*Verständnis prüfen:*
(a) Gib den Abschnitt des Lesetextes beginnend bei „Eigentlich: sollte diese“ und endend bei „zZ nicht vor.)“ erneut wieder und benenne dabei „Breitspurbahn“ überall in „Breitspur-Eisenbahn“ um.
(b) Fasse den Lesetext bitte in drei Sätzen zusammen.

*Lesetext:*
━━━━━━
Und Gerüchte gibt es da genügend ... boden los ....

SuggA

Harald

Beitrag von Harald » 16.10.2003 17:34

Eigentlich: sollte diese Breitspurbahn elektrisch, mit Diesel oder mit Dampf fahren?
Und war im Fall eines elektrischen Betriebes auch an die Verwendung von Einphasenwecjhselstrom mit einer Frequenz von 16,667 Hertz gedacht, wie bei den Bahnen im deutschsprachigen Raum allgemein üblich oder an die Verwendung von 50 Hertz Wechselstrom, wie bei der Höllentalbahn zwischen 1936 und 1960 erprobt und heute in vielen Ländern Standard ist?
Welche Spannung war für eine Oberleitung der Breitspurbahn vorgesehen?
15kV (wie bei den Deutschen Bahnen meist verwendet), 25kV (Nennspannung für 50 Hz -Systeme) oder gar 50kV (mit dieser Spannung fahren einige Grubenbahnen in den USA und Südafrika)

Uwe Nußbaum

Beitrag von Uwe Nußbaum » 22.10.2003 12:10

Fragen des Antriebs und der Energieversorgung finden sich bei Joachimsthaler. (Liegt mir zZ nicht vor.)
Ich weiß nicht, ob die Frage der Frequenz bei der elektrischen Traktion eine Rolle gespielt hat. Sicherlich hätte man tendenziell eher 50 Hz genommen, da die Energie aus dem Landesnetz einfach zu beziehen ist (dafür bekommt man dann andere technische Probleme, insbesondere bei herkömmlichen Wechselstrombahnmotoren).
Soweit ich weiß, waren in erster Linie Diesel- und Dampflokomotiven vorgesehen, beide mit elektrischer Energieübertragung, im mitteleuropäischen Bereich und bei Gebirgsbahnen auch Elektrolokomotiven. Bei Joachimsthaler steht es sicherlich genauer.
Uwe Nußbaum

Gast

Zur Spurweitenentstehung

Beitrag von Gast » 07.02.2004 01:32

Für Züge in den USA gilt die standardisierte Spurweite (Abstand der Schienen) von 4 Fuss und 8,5 Inch (...). Das ist - auch für amerikanische Verhältnisse - eine übertrieben krumme Zahl.

Warum wurde diese Spurweite gewählt? Nun, so hat man sie in England gebaut und die Engländer errichteten auch die ersten Schienen in den USA.

Warum die Engländer so bauten? Weil die ersten Zuggleise in England von denselben Leuten gebaut wurden, die auch den Vorgänger des Zuges: die Trambahn bauten. Und diese Spurweite hatte die schon.

Warum wurde dann damals schon diese Spurweite verwendet? Weil die Menschen, die Trambahnen zusammenschraubten, dafür die Spannvorrichtungen und die Werkzeuge einsetzten, die sie schon zum Wagenbau hatten - und der Radabstand der Wagen hatte nun mal dieses Mass.
━━━━━━
*Vorliegendes Material:*
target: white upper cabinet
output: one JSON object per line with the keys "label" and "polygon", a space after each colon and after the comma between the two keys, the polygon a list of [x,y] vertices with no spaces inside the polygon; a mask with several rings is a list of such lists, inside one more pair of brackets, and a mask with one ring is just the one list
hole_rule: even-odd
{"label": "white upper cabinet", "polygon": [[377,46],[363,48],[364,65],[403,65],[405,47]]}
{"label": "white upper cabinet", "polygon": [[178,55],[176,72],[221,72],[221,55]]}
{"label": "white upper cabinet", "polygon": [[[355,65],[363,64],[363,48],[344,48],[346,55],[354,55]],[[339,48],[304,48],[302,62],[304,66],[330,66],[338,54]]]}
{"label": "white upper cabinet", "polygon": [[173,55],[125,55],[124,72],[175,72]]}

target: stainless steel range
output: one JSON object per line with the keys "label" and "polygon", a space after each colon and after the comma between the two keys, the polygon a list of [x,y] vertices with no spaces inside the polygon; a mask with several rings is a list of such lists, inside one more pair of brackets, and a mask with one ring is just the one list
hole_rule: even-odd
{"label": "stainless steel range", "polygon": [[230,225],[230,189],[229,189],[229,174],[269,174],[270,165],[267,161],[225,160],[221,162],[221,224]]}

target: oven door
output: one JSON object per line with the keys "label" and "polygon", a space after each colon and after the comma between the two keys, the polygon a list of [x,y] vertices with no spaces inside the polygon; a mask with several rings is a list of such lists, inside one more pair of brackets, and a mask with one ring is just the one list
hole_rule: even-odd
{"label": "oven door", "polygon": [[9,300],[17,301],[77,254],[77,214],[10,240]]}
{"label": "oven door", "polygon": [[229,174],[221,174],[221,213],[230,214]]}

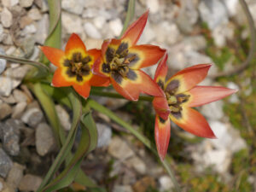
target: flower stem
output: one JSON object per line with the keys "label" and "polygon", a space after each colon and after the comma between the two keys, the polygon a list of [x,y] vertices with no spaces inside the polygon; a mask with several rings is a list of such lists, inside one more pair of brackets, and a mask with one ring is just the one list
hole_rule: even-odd
{"label": "flower stem", "polygon": [[[138,138],[142,143],[143,143],[144,145],[146,145],[154,154],[157,155],[157,150],[155,148],[155,146],[154,143],[152,143],[146,137],[144,137],[143,134],[141,134],[139,131],[137,130],[133,129],[133,127],[124,121],[121,118],[118,117],[114,113],[113,113],[111,110],[108,108],[105,108],[104,106],[99,104],[98,102],[95,102],[94,100],[88,99],[87,100],[88,105],[91,108],[94,108],[95,110],[102,113],[108,116],[112,120],[115,121],[116,123],[119,124],[123,127],[125,127],[126,130],[131,131],[137,138]],[[165,166],[166,169],[168,174],[171,177],[171,179],[172,183],[174,183],[175,189],[177,192],[180,192],[180,187],[175,178],[175,176],[173,174],[173,171],[172,170],[169,162],[168,162],[168,155],[166,155],[166,160],[164,161],[161,161],[162,165]]]}
{"label": "flower stem", "polygon": [[[92,96],[101,96],[111,97],[111,98],[116,98],[116,99],[125,99],[118,93],[106,92],[106,91],[102,91],[102,90],[90,90],[90,95],[92,95]],[[152,102],[153,101],[153,96],[141,96],[139,97],[139,100],[140,101],[145,101],[145,102]]]}

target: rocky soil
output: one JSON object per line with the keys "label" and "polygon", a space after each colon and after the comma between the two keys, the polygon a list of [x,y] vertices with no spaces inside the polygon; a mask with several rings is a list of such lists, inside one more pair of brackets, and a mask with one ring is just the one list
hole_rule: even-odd
{"label": "rocky soil", "polygon": [[[256,2],[247,2],[256,24]],[[88,49],[101,48],[103,39],[119,35],[127,4],[126,0],[62,0],[62,42],[76,32]],[[229,54],[230,48],[236,42],[246,42],[250,34],[238,0],[137,0],[136,18],[148,9],[148,21],[139,44],[157,44],[168,49],[170,75],[199,63],[213,64],[210,75],[234,67],[237,58],[234,51]],[[37,45],[44,44],[48,29],[46,1],[1,1],[0,54],[37,61],[39,55]],[[0,191],[36,191],[57,152],[43,109],[22,81],[30,68],[0,59]],[[145,70],[154,76],[155,68]],[[241,99],[255,95],[253,78],[256,75],[255,73],[254,76],[250,75],[252,71],[248,73],[248,76],[237,75],[233,79],[208,78],[202,83],[243,90],[243,97],[239,93],[199,108],[218,139],[200,139],[172,125],[169,154],[183,191],[233,191],[234,189],[237,189],[234,191],[256,191],[255,171],[250,170],[246,177],[244,172],[248,169],[245,166],[234,171],[236,163],[240,162],[237,159],[240,153],[247,150],[253,153],[251,149],[254,148],[252,147],[253,140],[249,143],[244,131],[237,128],[247,130],[247,125],[237,125],[232,119],[233,109],[230,109],[230,106],[239,108]],[[140,102],[142,108],[136,108],[125,100],[94,98],[154,138],[154,114],[148,103]],[[247,103],[246,100],[244,102]],[[70,111],[58,103],[55,107],[61,123],[67,131],[71,125]],[[131,113],[131,108],[136,113]],[[143,115],[138,113],[148,113],[148,108],[152,111],[148,121],[152,124],[143,122],[147,119],[143,119],[141,117]],[[253,108],[245,110],[248,113],[236,114],[241,119],[244,118],[243,114],[252,115],[248,117],[251,124],[255,113],[249,111]],[[88,176],[113,192],[172,191],[171,178],[145,146],[108,117],[98,113],[94,113],[94,117],[99,140],[97,148],[82,165]],[[256,131],[253,122],[250,126]],[[249,154],[245,158],[247,157],[251,158]],[[248,160],[254,163],[250,160],[247,163],[256,166],[256,157]],[[246,164],[241,160],[241,165],[243,163]],[[214,190],[207,186],[205,189],[193,190],[204,181],[217,187],[212,188]],[[240,190],[241,186],[244,186],[243,190]],[[217,188],[220,189],[216,190]]]}

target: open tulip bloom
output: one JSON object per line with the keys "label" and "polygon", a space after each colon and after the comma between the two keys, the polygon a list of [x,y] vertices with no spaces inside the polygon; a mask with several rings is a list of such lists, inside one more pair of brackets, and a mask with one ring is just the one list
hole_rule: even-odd
{"label": "open tulip bloom", "polygon": [[92,65],[101,56],[101,50],[86,50],[78,35],[71,35],[65,51],[47,46],[42,46],[41,49],[49,61],[57,67],[52,79],[53,86],[73,86],[79,95],[87,98],[90,86],[109,85],[108,79],[91,73]]}
{"label": "open tulip bloom", "polygon": [[154,138],[161,160],[164,160],[169,144],[170,120],[195,136],[216,138],[206,119],[192,108],[220,100],[237,91],[221,86],[196,85],[207,75],[210,64],[185,68],[166,81],[166,60],[167,54],[160,62],[154,76],[154,81],[165,92],[165,96],[155,96],[153,101],[156,112]]}
{"label": "open tulip bloom", "polygon": [[93,73],[108,78],[117,92],[137,101],[141,92],[163,96],[157,84],[141,68],[158,62],[166,50],[154,45],[137,45],[147,22],[148,11],[133,22],[120,38],[104,41],[102,57],[93,66]]}

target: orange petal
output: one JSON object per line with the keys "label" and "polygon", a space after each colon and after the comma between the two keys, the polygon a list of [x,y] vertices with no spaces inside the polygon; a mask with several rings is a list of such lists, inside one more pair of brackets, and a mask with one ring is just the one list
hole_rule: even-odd
{"label": "orange petal", "polygon": [[150,44],[132,46],[129,48],[128,57],[129,55],[136,57],[133,61],[131,61],[129,67],[139,69],[152,66],[159,61],[166,51],[159,46]]}
{"label": "orange petal", "polygon": [[163,119],[167,119],[170,114],[170,108],[166,97],[154,96],[152,102],[156,113]]}
{"label": "orange petal", "polygon": [[168,72],[166,61],[168,59],[167,52],[165,53],[161,61],[158,64],[155,70],[154,80],[163,89],[166,82],[166,77]]}
{"label": "orange petal", "polygon": [[171,137],[171,123],[170,119],[166,120],[161,119],[158,115],[155,116],[154,123],[154,140],[156,143],[157,152],[161,160],[164,160]]}
{"label": "orange petal", "polygon": [[85,82],[84,84],[74,84],[73,87],[84,99],[89,96],[90,85],[88,84],[88,82]]}
{"label": "orange petal", "polygon": [[62,75],[61,68],[57,68],[53,76],[51,84],[55,87],[67,87],[72,85],[72,83]]}
{"label": "orange petal", "polygon": [[61,66],[61,61],[65,58],[63,50],[48,46],[41,46],[40,49],[52,64]]}
{"label": "orange petal", "polygon": [[90,79],[90,84],[96,87],[108,87],[110,84],[109,78],[102,78],[98,75],[93,75]]}
{"label": "orange petal", "polygon": [[143,29],[146,26],[148,15],[148,10],[146,11],[138,20],[134,21],[125,31],[122,38],[122,41],[128,41],[130,46],[136,44],[141,37]]}
{"label": "orange petal", "polygon": [[233,93],[237,90],[231,90],[221,86],[195,86],[188,91],[190,95],[189,107],[198,107],[209,102],[220,100]]}
{"label": "orange petal", "polygon": [[111,82],[119,94],[131,101],[137,101],[139,93],[165,96],[158,84],[148,74],[140,70],[130,69],[127,78],[122,78],[119,73],[112,73]]}
{"label": "orange petal", "polygon": [[65,48],[65,54],[67,55],[73,49],[79,49],[80,51],[86,52],[85,45],[84,44],[79,36],[75,33],[73,33],[70,36]]}
{"label": "orange petal", "polygon": [[182,93],[195,87],[207,75],[211,64],[199,64],[185,68],[172,76],[165,84],[166,90],[173,90]]}
{"label": "orange petal", "polygon": [[193,108],[183,108],[180,114],[171,113],[170,118],[188,132],[202,137],[216,138],[207,119]]}

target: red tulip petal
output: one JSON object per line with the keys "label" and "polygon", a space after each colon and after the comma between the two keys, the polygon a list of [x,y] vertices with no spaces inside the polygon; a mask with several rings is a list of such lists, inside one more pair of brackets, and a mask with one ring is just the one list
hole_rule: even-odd
{"label": "red tulip petal", "polygon": [[67,87],[72,85],[72,82],[67,80],[61,68],[57,68],[52,79],[51,84],[55,87]]}
{"label": "red tulip petal", "polygon": [[79,38],[79,36],[78,36],[75,33],[73,33],[65,48],[65,54],[66,55],[68,55],[70,54],[71,51],[73,50],[78,50],[79,52],[86,52],[86,47],[84,44],[83,41],[81,40],[81,38]]}
{"label": "red tulip petal", "polygon": [[139,93],[150,96],[164,96],[163,90],[145,73],[140,70],[129,69],[127,78],[123,78],[119,73],[112,73],[111,82],[114,89],[124,97],[137,101]]}
{"label": "red tulip petal", "polygon": [[152,102],[156,113],[163,119],[167,119],[170,114],[170,108],[166,97],[154,96]]}
{"label": "red tulip petal", "polygon": [[89,96],[90,85],[88,84],[88,82],[85,82],[84,84],[74,84],[73,87],[84,99]]}
{"label": "red tulip petal", "polygon": [[155,116],[154,123],[154,140],[156,143],[157,152],[161,160],[164,160],[171,137],[170,119],[166,120],[161,119],[158,115]]}
{"label": "red tulip petal", "polygon": [[158,64],[155,71],[154,80],[163,89],[166,82],[166,77],[168,72],[168,67],[166,65],[166,61],[168,59],[168,55],[166,52],[161,61]]}
{"label": "red tulip petal", "polygon": [[98,75],[93,75],[90,79],[90,84],[96,87],[108,87],[110,84],[110,79],[109,78],[102,78]]}
{"label": "red tulip petal", "polygon": [[185,68],[172,76],[165,84],[166,90],[182,93],[195,87],[207,75],[211,64],[199,64]]}
{"label": "red tulip petal", "polygon": [[183,107],[181,113],[171,113],[170,118],[188,132],[202,137],[216,138],[207,119],[193,108]]}
{"label": "red tulip petal", "polygon": [[148,15],[148,10],[128,27],[120,39],[122,39],[122,41],[129,42],[130,46],[136,44],[146,26]]}
{"label": "red tulip petal", "polygon": [[150,44],[132,46],[129,48],[128,56],[135,56],[135,59],[130,62],[129,67],[139,69],[152,66],[159,61],[166,51],[159,46]]}
{"label": "red tulip petal", "polygon": [[41,46],[40,49],[52,64],[58,67],[61,67],[61,63],[65,58],[63,50],[48,46]]}
{"label": "red tulip petal", "polygon": [[220,100],[233,93],[237,90],[231,90],[221,86],[195,86],[188,91],[190,95],[189,107],[198,107],[209,102]]}

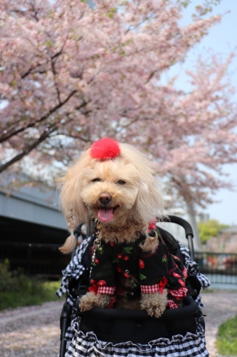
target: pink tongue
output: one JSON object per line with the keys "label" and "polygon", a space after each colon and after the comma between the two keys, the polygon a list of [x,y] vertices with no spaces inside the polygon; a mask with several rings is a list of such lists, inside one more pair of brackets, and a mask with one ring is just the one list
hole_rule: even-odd
{"label": "pink tongue", "polygon": [[112,208],[100,208],[98,212],[98,218],[101,222],[109,222],[112,218]]}

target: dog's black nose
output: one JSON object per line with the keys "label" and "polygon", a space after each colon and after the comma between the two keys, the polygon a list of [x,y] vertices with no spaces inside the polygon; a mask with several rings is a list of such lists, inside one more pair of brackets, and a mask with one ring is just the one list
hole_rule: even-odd
{"label": "dog's black nose", "polygon": [[102,204],[107,204],[112,200],[112,197],[110,193],[101,193],[99,197],[99,201]]}

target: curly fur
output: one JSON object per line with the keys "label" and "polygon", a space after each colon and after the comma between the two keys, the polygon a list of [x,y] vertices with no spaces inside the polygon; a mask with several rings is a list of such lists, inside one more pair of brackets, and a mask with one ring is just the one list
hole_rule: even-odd
{"label": "curly fur", "polygon": [[[99,198],[104,193],[111,196],[107,207],[113,209],[113,215],[107,223],[98,220],[98,228],[99,239],[107,243],[135,241],[140,233],[147,233],[149,222],[162,216],[162,198],[152,163],[134,146],[121,143],[119,146],[119,156],[107,160],[93,159],[91,148],[88,149],[66,174],[58,179],[61,207],[69,231],[90,218],[98,220]],[[142,248],[152,251],[157,244],[157,236],[147,236]],[[60,251],[68,253],[75,245],[71,233]],[[165,308],[166,294],[145,295],[142,296],[141,308],[159,317]],[[82,298],[80,308],[105,307],[110,299],[106,294],[95,296],[90,292]]]}
{"label": "curly fur", "polygon": [[163,290],[163,293],[142,293],[140,301],[142,310],[146,310],[148,315],[159,318],[164,311],[167,302],[167,291]]}
{"label": "curly fur", "polygon": [[98,293],[90,291],[84,295],[80,301],[79,307],[82,312],[91,310],[94,307],[106,308],[110,302],[111,296],[105,293]]}

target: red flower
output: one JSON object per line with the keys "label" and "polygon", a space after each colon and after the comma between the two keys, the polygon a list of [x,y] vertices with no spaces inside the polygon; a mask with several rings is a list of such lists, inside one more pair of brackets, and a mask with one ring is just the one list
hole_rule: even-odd
{"label": "red flower", "polygon": [[160,282],[159,283],[159,286],[161,288],[164,288],[168,283],[168,279],[166,276],[164,276],[164,278],[162,278]]}
{"label": "red flower", "polygon": [[182,286],[185,286],[185,283],[184,281],[182,280],[182,279],[179,279],[179,283],[180,283],[180,285],[181,285]]}
{"label": "red flower", "polygon": [[176,278],[181,278],[181,275],[177,274],[177,273],[173,273],[173,276],[175,276]]}
{"label": "red flower", "polygon": [[141,269],[143,269],[143,268],[144,267],[144,263],[143,261],[142,261],[142,259],[139,259],[139,267]]}
{"label": "red flower", "polygon": [[186,279],[187,277],[188,277],[188,275],[189,275],[188,274],[188,271],[186,270],[186,268],[185,268],[185,267],[184,268],[184,270],[183,270],[182,273],[183,273],[183,274],[184,276],[184,278]]}
{"label": "red flower", "polygon": [[92,258],[92,256],[93,255],[93,253],[94,253],[94,250],[95,250],[95,246],[93,246],[90,249],[90,259]]}
{"label": "red flower", "polygon": [[97,283],[98,286],[104,286],[106,285],[106,281],[104,280],[100,280],[100,281],[98,282]]}

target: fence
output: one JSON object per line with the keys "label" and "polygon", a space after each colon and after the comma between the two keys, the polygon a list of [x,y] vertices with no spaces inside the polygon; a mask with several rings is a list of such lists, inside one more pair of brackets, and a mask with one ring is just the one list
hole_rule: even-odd
{"label": "fence", "polygon": [[[70,260],[58,251],[60,246],[0,241],[0,260],[7,258],[11,269],[21,268],[27,274],[60,277]],[[199,252],[195,261],[212,283],[237,283],[237,253]]]}
{"label": "fence", "polygon": [[237,283],[237,253],[199,252],[195,261],[211,283]]}

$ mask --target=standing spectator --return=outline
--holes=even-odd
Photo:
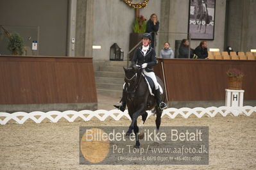
[[[150,19],[147,22],[147,24],[146,26],[146,33],[151,33],[152,36],[152,42],[151,43],[151,46],[152,48],[155,48],[157,45],[156,41],[155,40],[155,35],[157,35],[157,32],[158,31],[159,29],[159,21],[157,19],[157,16],[155,13],[153,13],[150,16]]]
[[[201,42],[199,46],[194,49],[194,54],[198,56],[198,59],[208,58],[207,42]]]
[[[164,49],[162,49],[160,52],[160,58],[175,58],[175,54],[173,50],[170,47],[170,43],[169,42],[164,43]]]
[[[180,48],[178,49],[179,58],[189,58],[189,42],[187,39],[183,39]],[[194,54],[194,49],[190,49],[191,58],[196,58],[196,55]]]

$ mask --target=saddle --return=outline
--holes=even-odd
[[[148,89],[149,90],[150,95],[152,96],[155,96],[154,93],[155,93],[155,88],[154,82],[153,81],[152,79],[150,78],[149,77],[146,76],[144,73],[142,73],[142,75],[144,77],[144,79],[148,84]],[[162,95],[164,93],[163,89],[162,89],[161,86],[160,86],[159,83],[157,82],[157,84],[158,85],[160,93]]]

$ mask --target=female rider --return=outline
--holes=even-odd
[[[150,42],[152,40],[151,35],[149,33],[144,33],[142,36],[142,46],[137,49],[134,52],[133,58],[132,60],[133,65],[137,65],[141,66],[143,69],[143,73],[149,77],[155,84],[155,96],[157,98],[157,105],[160,109],[166,107],[166,104],[160,100],[160,89],[157,83],[157,77],[154,73],[153,66],[157,64],[157,58],[154,49],[150,47]],[[114,106],[121,111],[124,111],[126,107],[126,101],[124,98],[125,94],[124,89],[123,91],[122,104],[120,105],[114,105]]]

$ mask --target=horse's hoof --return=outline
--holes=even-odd
[[[139,149],[139,148],[140,148],[139,146],[137,146],[137,145],[134,145],[134,146],[133,146],[133,148]]]
[[[126,132],[126,134],[125,134],[125,136],[126,137],[133,136],[133,133]]]

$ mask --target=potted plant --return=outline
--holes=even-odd
[[[226,72],[228,76],[228,89],[241,89],[244,73],[236,68],[230,68]]]
[[[130,34],[129,50],[133,49],[141,40],[142,35],[146,31],[147,19],[143,15],[139,15],[135,19],[132,26],[133,33]],[[130,59],[132,59],[133,53],[130,54]]]
[[[14,33],[10,35],[7,49],[12,55],[21,56],[24,52],[24,42],[22,38],[18,33]]]

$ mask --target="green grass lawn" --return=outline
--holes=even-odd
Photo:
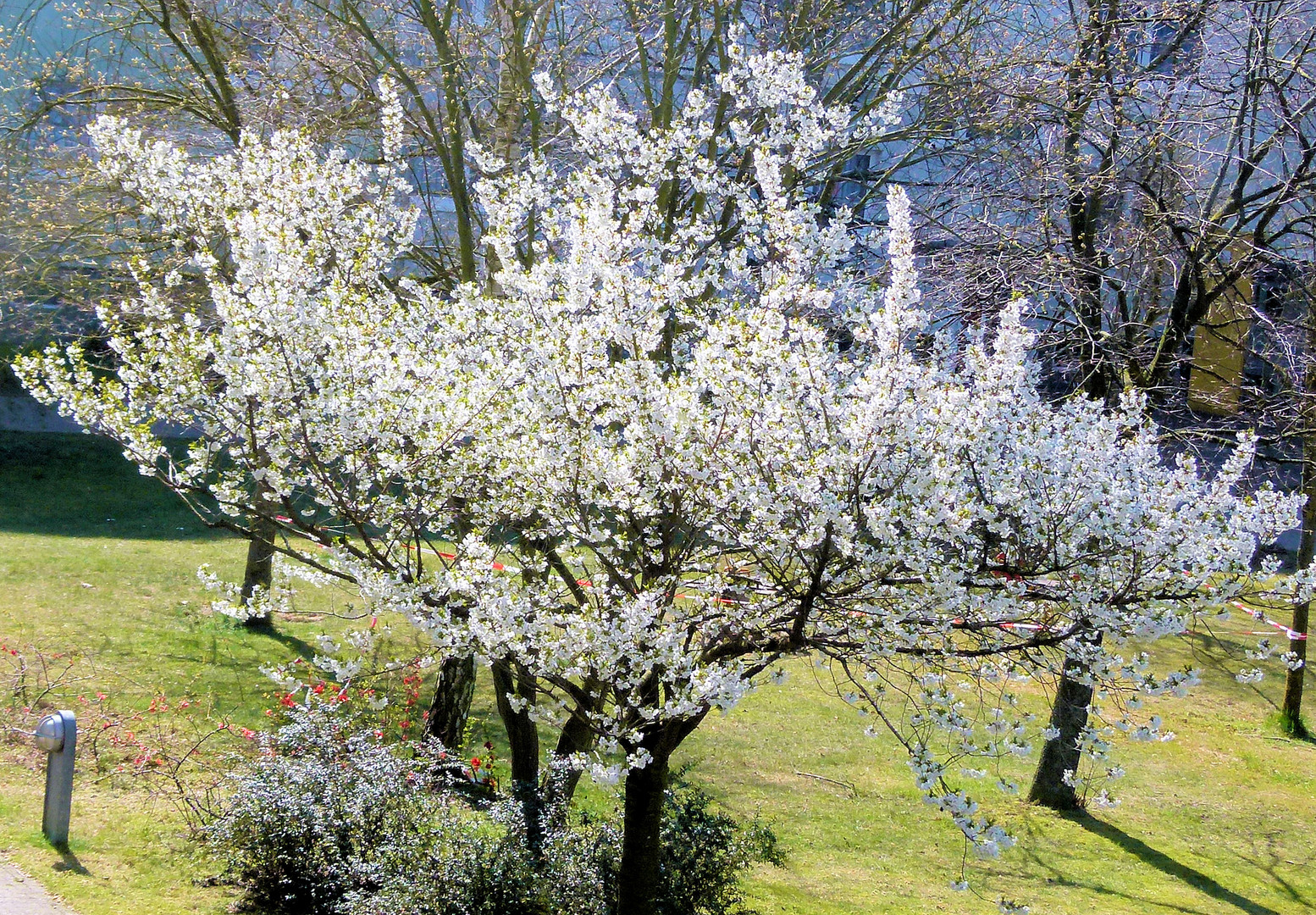
[[[209,533],[112,446],[0,433],[0,642],[37,646],[53,666],[63,661],[55,654],[83,656],[79,679],[47,702],[104,691],[142,710],[157,695],[188,695],[216,718],[262,727],[271,685],[257,666],[305,654],[316,633],[345,624],[325,615],[333,595],[299,598],[307,614],[282,619],[274,637],[201,612],[197,565],[233,578],[242,556],[241,542]],[[1234,649],[1246,641],[1223,639]],[[729,810],[762,811],[780,836],[787,865],[749,882],[765,915],[988,912],[1000,897],[1075,915],[1316,910],[1316,744],[1267,724],[1279,678],[1238,685],[1238,664],[1221,661],[1211,639],[1165,648],[1170,665],[1191,660],[1205,671],[1192,699],[1157,708],[1178,740],[1121,745],[1124,803],[1095,816],[1057,816],[988,789],[1020,845],[973,865],[983,899],[950,889],[963,844],[920,802],[903,752],[865,737],[803,661],[786,686],[709,719],[678,764]],[[478,704],[487,718],[487,694]],[[491,719],[480,728],[480,740],[497,733]],[[50,849],[39,764],[22,739],[0,739],[0,850],[78,912],[218,914],[232,903],[205,881],[215,865],[166,799],[86,764],[70,853]],[[608,798],[595,789],[590,802]]]

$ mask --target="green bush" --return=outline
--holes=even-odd
[[[333,714],[293,710],[236,777],[205,828],[267,915],[617,915],[615,819],[549,816],[538,856],[520,806],[482,803],[424,750],[403,754]],[[780,862],[762,823],[742,825],[678,777],[663,825],[663,915],[749,915],[738,878]]]

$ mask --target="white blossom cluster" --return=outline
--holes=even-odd
[[[451,292],[407,278],[396,100],[379,166],[297,133],[193,162],[101,120],[104,174],[188,266],[104,309],[113,375],[68,348],[21,377],[221,521],[274,506],[280,549],[438,650],[522,665],[600,777],[812,652],[975,850],[1008,848],[946,773],[1032,750],[1009,683],[1067,654],[1100,695],[1186,691],[1130,642],[1237,594],[1298,502],[1238,491],[1250,440],[1208,478],[1136,398],[1044,402],[1020,303],[965,350],[929,334],[900,188],[886,286],[846,273],[846,215],[799,176],[867,128],[796,58],[737,49],[670,126],[604,91],[559,115],[574,155],[484,183],[496,271]],[[158,420],[200,437],[171,456]]]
━━━━━━
*Gegebene Antworten:*
(a)
Eigentlich: sollte diese Breitspur-Eisenbahn elektrisch, mit Diesel oder mit Dampf fahren?
Und war im Fall eines elektrischen Betriebes auch an die Verwendung von Einphasenwecjhselstrom mit einer Frequenz von 16,667 Hertz gedacht, wie bei den Bahnen im deutschsprachigen Raum allgemein üblich oder an die Verwendung von 50 Hertz Wechselstrom, wie bei der Höllentalbahn zwischen 1936 und 1960 erprobt und heute in vielen Ländern Standard ist?
Welche Spannung war für eine Oberleitung der Breitspur-Eisenbahn vorgesehen?
15kV (wie bei den Deutschen Bahnen meist verwendet), 25kV (Nennspannung für 50 Hz -Systeme) oder gar 50kV (mit dieser Spannung fahren einige Grubenbahnen in den USA und Südafrika)

Uwe Nußbaum

Beitrag von Uwe Nußbaum » 22.10.2003 12:10

Fragen des Antriebs und der Energieversorgung finden sich bei Joachimsthaler. (Liegt mir zZ nicht vor.)

(b) Harald fragt, ob die Breitspurbahn elektrisch, mit Diesel oder mit Dampf fahren sollte und welche Frequenz und Oberleitungsspannung bei elektrischem Betrieb vorgesehen waren. Uwe Nußbaum verweist dazu auf Joachimsthaler und meint, in erster Linie seien Diesel- und Dampflokomotiven mit elektrischer Energieübertragung vorgesehen gewesen, im mitteleuropäischen Bereich und bei Gebirgsbahnen auch Elektrolokomotiven. Ein Gast führt die US-Spurweite von 4 Fuß und 8,5 Inch über die englischen Bahnen und Trambahnen auf den Radabstand der Wagen zurück.